- [Work to be completed]
Give back the entries below verbatim.

_ _ _ _ _

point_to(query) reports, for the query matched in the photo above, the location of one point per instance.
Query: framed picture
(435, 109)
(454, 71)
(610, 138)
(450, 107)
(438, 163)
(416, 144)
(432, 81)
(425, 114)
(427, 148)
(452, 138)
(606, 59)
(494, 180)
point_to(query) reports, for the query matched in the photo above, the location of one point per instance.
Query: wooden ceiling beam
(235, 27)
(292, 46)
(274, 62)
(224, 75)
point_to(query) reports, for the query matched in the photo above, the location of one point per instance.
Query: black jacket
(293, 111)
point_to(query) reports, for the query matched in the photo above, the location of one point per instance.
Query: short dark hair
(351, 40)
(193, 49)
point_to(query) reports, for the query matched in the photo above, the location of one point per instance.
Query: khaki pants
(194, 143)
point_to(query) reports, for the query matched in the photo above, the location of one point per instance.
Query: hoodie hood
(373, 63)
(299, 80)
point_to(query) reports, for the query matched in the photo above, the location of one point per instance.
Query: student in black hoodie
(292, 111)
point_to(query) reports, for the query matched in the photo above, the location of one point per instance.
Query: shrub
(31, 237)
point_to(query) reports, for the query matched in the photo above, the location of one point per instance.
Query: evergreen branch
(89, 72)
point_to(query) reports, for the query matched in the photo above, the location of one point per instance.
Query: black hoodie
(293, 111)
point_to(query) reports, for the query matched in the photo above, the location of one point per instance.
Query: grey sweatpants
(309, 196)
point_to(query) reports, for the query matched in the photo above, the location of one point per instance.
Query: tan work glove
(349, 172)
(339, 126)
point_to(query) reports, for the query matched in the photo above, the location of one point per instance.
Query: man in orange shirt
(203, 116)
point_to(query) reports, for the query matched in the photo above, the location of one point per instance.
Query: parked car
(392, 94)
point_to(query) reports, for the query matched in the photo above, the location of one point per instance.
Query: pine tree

_ _ _ _ _

- [Answer space]
point_to(query) reports, for the query matched in the photo above, the location of one point per instance.
Query: framed picture
(435, 109)
(454, 71)
(610, 138)
(450, 107)
(438, 163)
(416, 144)
(432, 81)
(425, 114)
(427, 148)
(452, 138)
(606, 59)
(494, 180)
point_to(query) reports, for the query matched in the photo above, the location of one point per instance.
Query: wooden ceiling beam
(235, 27)
(292, 46)
(274, 62)
(224, 75)
point_to(query) reports, for the query matched in the photo above, the location of one point per instance.
Query: black jacket
(293, 111)
point_to(query) reports, for the query matched in the photo above, the location of one point per instance.
Query: short dark hair
(351, 40)
(193, 49)
point_to(query) reports, for the query matched in the photo above, the location of one point per instance.
Query: khaki pants
(194, 143)
point_to(query) reports, for the query matched in the photo above, the location of one point per instance.
Query: hoodie hood
(373, 63)
(299, 80)
point_to(query) reports, for the query matched in the photo above, the location of one point per instance.
Query: student in black hoodie
(292, 111)
point_to(query) reports, for the query matched in the photo above, the location of one point per instance.
Query: shrub
(31, 237)
point_to(query) reports, for the query matched in the photo above, the location of one point per instance.
Query: evergreen branch
(89, 72)
point_to(query) reports, for the query matched in the photo above, the location of one point per instance.
Query: black hoodie
(293, 111)
point_to(query) reports, for the query matched in the photo above, the location of one point per instance.
Query: grey sweatpants
(309, 196)
point_to(query) reports, for the query matched in the photo above, the location of one point per instance.
Query: tan work glove
(349, 172)
(339, 126)
point_to(query) reports, for the query matched in the photo above, the location of one point per instance.
Query: man in orange shirt
(203, 116)
point_to(query) reports, for the query matched in the photo above, the location of one point per instance.
Query: parked car
(392, 94)
point_to(query) reports, for the query matched in the photo above, the location of one point per instance.
Query: pine tree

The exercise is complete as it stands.